==== Raw records ====

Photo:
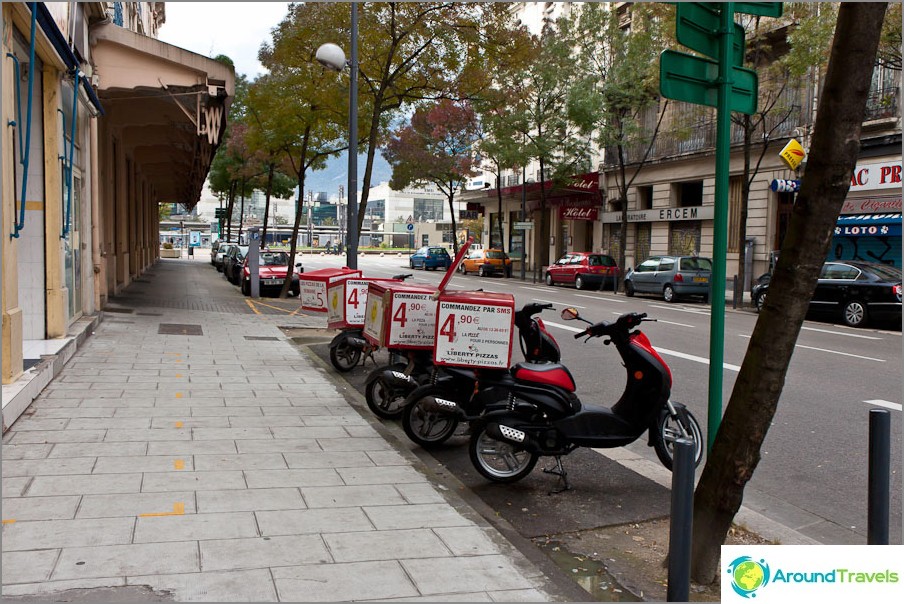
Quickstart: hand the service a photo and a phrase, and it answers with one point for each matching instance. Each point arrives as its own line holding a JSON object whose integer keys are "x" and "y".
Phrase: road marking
{"x": 841, "y": 333}
{"x": 178, "y": 510}
{"x": 845, "y": 354}
{"x": 559, "y": 303}
{"x": 664, "y": 351}
{"x": 886, "y": 404}
{"x": 602, "y": 298}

====

- _What the task requires_: Rewrite the records above with "road marking" replaced by "lane line" and every other part left unchanged, omitting the pictures from your answer.

- _Complete response_:
Photo:
Quickstart: hand the service a photo and a phrase, and it answers with one point for each matching instance. Each point arrives as its own line holding a JSON object whose integer keys are "x" and "y".
Phrase: lane line
{"x": 841, "y": 333}
{"x": 178, "y": 510}
{"x": 845, "y": 354}
{"x": 559, "y": 303}
{"x": 664, "y": 351}
{"x": 886, "y": 404}
{"x": 602, "y": 298}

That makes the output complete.